__Written instruction a__. Duplicate the stretch of the set_member post from "long __cdecl set_member" through "very size optimized.".

__Text block__.
□ □ □

[M3devel] size vs. speed set_member / set_singleton serialized on NT386

Sat Jun 12 17:11:42 CEST 2010

We used to have (still in release branch):

m3-libs/m3core/src/Csupport/Common/parse.c:

void __cdecl set_singleton
    ANSI((      long a, ulong* s))
      KR((a, s) long a; ulong* s;)
{
  long a_word = a / SET_GRAIN;
  long a_bit  = a % SET_GRAIN;
  s[a_word] |= (1UL << a_bit);
}

long __cdecl set_member
    ANSI((          long elt, ulong* set))
      KR((elt, set) long elt; ulong* set;)
{
  register long word = elt / SET_GRAIN;
  register long bit  = elt % SET_GRAIN;
  return (set[word] & (1UL << bit)) != 0;
}

Both backends generate calls to these functions.

In the gcc backend we now inline the equivalent.
In the NT backend, I use the bt and bts instructions.
 The resulting code is very size optimized.
  bt and bts do the shift, the index, the and/or. All in one.

I don't think I knew it at the time, but bt/bts are interlocked/seralized/atomic -- slow.

Maybe the wrong choice here?
Should instead inline the equivalent mask/index/and/or like the gcc backend does?

 - Jay

□ □ □

__Dataset excerpts__.
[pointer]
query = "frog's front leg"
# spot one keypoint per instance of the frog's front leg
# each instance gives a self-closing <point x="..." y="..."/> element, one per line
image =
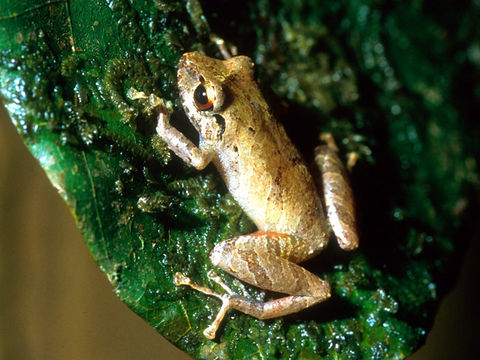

□ □ □

__Written instruction b__. Please give the entries above again, replacing "frog's front leg" with "frog's hind leg" and changing nothing else, and leave the pictures out.

__Problem solution a__.
long __cdecl set_member
    ANSI((          long elt, ulong* set))
      KR((elt, set) long elt; ulong* set;)
{
  register long word = elt / SET_GRAIN;
  register long bit  = elt % SET_GRAIN;
  return (set[word] & (1UL << bit)) != 0;
}

Both backends generate calls to these functions.

In the gcc backend we now inline the equivalent.
In the NT backend, I use the bt and bts instructions.
 The resulting code is very size optimized.

__Problem solution b__.
[pointer]
query = "frog's hind leg"
# spot one keypoint per instance of the frog's hind leg
# each instance gives a self-closing <point x="..." y="..."/> element, one per line
image =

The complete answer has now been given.